> Problem
Proceed with the article on Kissan's Holi campaign, writing on from the point where it stops.

Decks circulate. Scripts bounce between teams. Timelines stretch. Holi comes and goes. But occasionally, a campaign runs on a completely different clock.

That’s exactly what happened with Kissan’s latest creator-led Holi campaign - executed by Monk Entertainment - which went from a closed deal to a live piece of content in roughly a week.

Not a week to start.

A week to finish.

A Holi Conversation Between Generations

The film itself leans into a familiar cultural tension: the eternal banter between GenZ and millennials.

At the centre of it is Aaditya Kulshreshth - better known to internet audiences as Kullu - who takes on the role of the resident GenZ guide preparing three slightly confused millennials for what he calls a “GenZ Holi party.”

Those millennials happen to be comedians Rahul Subramanian, Rohan Joshi and Kumar Varun, and the chemistry between the three drives the entire piece. The setup is simple but effective.

While the older duo imagines a Holi gathering with the usual suspects - misal, pakode, sev puri - Kullu interrupts their nostalgic fantasy with a dose of GenZ reality. This isn’t that kind of party, he tells them.

Think sushi.

Think experimental menus.

Think “eat before you arrive.”

Cue the pre-party food arriving for the trio: samosas and other comfort snacks. But then comes the obvious question - where’s the chutney?

Object detection data:

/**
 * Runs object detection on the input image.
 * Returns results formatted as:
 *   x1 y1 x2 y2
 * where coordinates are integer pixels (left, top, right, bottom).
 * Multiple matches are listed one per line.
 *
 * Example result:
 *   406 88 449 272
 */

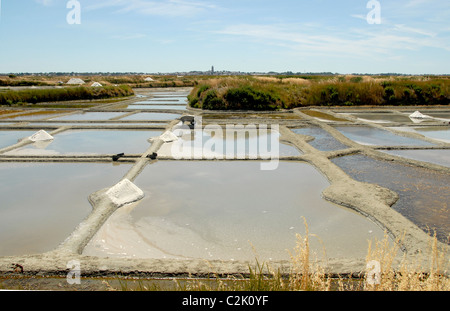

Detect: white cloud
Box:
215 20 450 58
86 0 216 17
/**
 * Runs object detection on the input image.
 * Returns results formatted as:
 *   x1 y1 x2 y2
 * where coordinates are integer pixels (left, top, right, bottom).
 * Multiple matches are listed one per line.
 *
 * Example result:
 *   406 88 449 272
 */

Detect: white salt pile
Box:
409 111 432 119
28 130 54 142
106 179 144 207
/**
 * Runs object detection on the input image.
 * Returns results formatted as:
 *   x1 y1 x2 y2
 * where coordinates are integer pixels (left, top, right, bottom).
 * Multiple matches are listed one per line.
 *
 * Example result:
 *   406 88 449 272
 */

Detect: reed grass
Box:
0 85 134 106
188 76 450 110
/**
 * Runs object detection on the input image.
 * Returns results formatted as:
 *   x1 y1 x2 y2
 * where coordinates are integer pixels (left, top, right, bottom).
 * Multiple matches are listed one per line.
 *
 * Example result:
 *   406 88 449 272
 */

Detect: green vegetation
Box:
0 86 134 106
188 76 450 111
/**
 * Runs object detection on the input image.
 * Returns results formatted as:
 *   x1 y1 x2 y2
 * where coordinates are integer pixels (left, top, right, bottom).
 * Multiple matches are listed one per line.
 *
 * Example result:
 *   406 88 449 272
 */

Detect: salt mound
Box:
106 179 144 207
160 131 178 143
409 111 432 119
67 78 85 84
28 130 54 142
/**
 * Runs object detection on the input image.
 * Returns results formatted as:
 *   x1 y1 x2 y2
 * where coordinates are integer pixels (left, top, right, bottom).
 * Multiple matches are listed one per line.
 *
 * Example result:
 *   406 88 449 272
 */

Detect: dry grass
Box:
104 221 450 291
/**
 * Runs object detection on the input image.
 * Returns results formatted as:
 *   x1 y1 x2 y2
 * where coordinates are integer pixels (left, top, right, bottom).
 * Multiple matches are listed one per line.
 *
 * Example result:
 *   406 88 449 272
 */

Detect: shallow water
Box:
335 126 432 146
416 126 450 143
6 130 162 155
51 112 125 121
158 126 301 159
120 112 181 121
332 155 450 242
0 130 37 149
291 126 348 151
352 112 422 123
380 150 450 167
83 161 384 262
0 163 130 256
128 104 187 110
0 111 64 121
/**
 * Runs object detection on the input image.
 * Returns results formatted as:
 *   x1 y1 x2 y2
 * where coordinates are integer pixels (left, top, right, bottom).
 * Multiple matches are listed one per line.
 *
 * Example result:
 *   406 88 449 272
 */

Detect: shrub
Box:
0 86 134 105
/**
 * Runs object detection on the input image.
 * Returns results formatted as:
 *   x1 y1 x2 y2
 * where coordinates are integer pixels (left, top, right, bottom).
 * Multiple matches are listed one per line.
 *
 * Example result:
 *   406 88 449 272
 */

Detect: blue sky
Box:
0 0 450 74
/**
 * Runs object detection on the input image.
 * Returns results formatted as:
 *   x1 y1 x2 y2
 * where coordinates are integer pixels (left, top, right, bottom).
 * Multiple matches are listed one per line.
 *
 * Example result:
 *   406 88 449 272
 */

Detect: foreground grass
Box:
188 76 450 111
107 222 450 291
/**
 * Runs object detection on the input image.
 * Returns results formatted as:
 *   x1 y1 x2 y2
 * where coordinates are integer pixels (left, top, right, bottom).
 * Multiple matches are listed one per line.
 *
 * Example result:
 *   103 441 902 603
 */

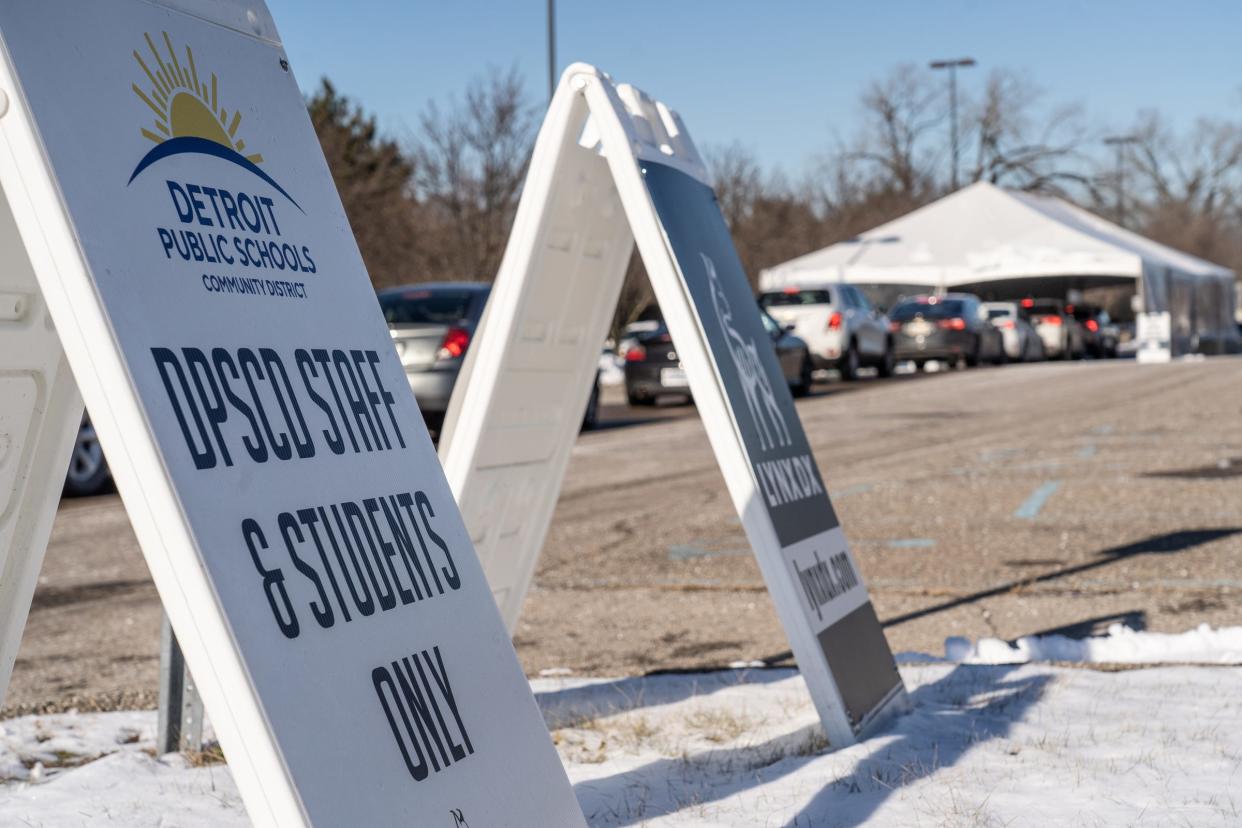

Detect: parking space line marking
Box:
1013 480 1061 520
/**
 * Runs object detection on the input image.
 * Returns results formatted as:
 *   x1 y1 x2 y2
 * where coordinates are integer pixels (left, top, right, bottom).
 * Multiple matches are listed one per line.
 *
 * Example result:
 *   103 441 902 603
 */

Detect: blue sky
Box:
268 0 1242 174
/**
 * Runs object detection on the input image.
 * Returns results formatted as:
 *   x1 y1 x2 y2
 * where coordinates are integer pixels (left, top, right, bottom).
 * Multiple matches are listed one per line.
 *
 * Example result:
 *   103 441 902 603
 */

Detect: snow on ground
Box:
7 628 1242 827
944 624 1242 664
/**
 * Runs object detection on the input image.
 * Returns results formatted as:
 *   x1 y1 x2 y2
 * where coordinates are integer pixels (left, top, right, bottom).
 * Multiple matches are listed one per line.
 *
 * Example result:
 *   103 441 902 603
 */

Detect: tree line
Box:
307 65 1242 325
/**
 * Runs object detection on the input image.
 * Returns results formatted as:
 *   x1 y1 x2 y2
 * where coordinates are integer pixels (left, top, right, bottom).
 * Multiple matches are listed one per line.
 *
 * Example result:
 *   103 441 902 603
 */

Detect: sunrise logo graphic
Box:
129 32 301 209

> Right answer
That’s when the generational shift sneaks into the script. Instead of the old-school routine of grinding chutney at home, Kullu casually reminds them that this is 2026. Quick-commerce exists. A few taps later, Kissan chutney is on its way via Zepto, and the trio finally settles down to eat before heading out to play Holi.

It’s a small moment, but it neatly captures what the campaign is really about: how everyday rituals evolve with technology-and how brands quietly slip into those transitions.

A Timeline That Would Make Most Campaign Managers Nervous

The more interesting story, however, isn’t just what appears on screen. It’s how quickly the entire thing came together.

The campaign moved at a pace that would normally be considered unrealistic in the marketing world:

Wednesday - Deal closed

Friday - Script locked

Sunday - PPM

Monday - Shoot

Wednesday - Campaign live

In other words, the entire campaign -from handshake to Instagram - was executed within a single week.

That kind of turnaround is rarely possible without tight coordination across creators, production teams and brand stakeholders. Which is where Monk Entertainment’s role becomes central.

The agency handled the campaign end-to-end, from ideation to creator alignment to production and delivery.

When timelines shrink this dramatically, the margin for chaos grows. What keeps things intact is a team that already understands how creators work, how social content needs to feel, and how to move from concept to shoot without overthinking every frame.

Why Speed Matters More Than Ever

In the influencer marketing world, speed isn’t just operational efficiency-it’s creative currency. Festivals like Holi live in short cultural windows. Miss the moment and the campaign loses its relevance.

Creator-led campaigns, especially those built on humour and cultural observation, work best when they feel timely rather than over-produced. That’s the advantage of a model where the same team handles ideation, creator partnerships and execution.

Instead of passing the brief across multiple vendors, the campaign moves through one pipeline. And sometimes that means a script locked on Friday becomes a reel in people’s feeds the following Wednesday. 

The Takeaway

The Kissan Holi campaign works because it doesn’t try too hard.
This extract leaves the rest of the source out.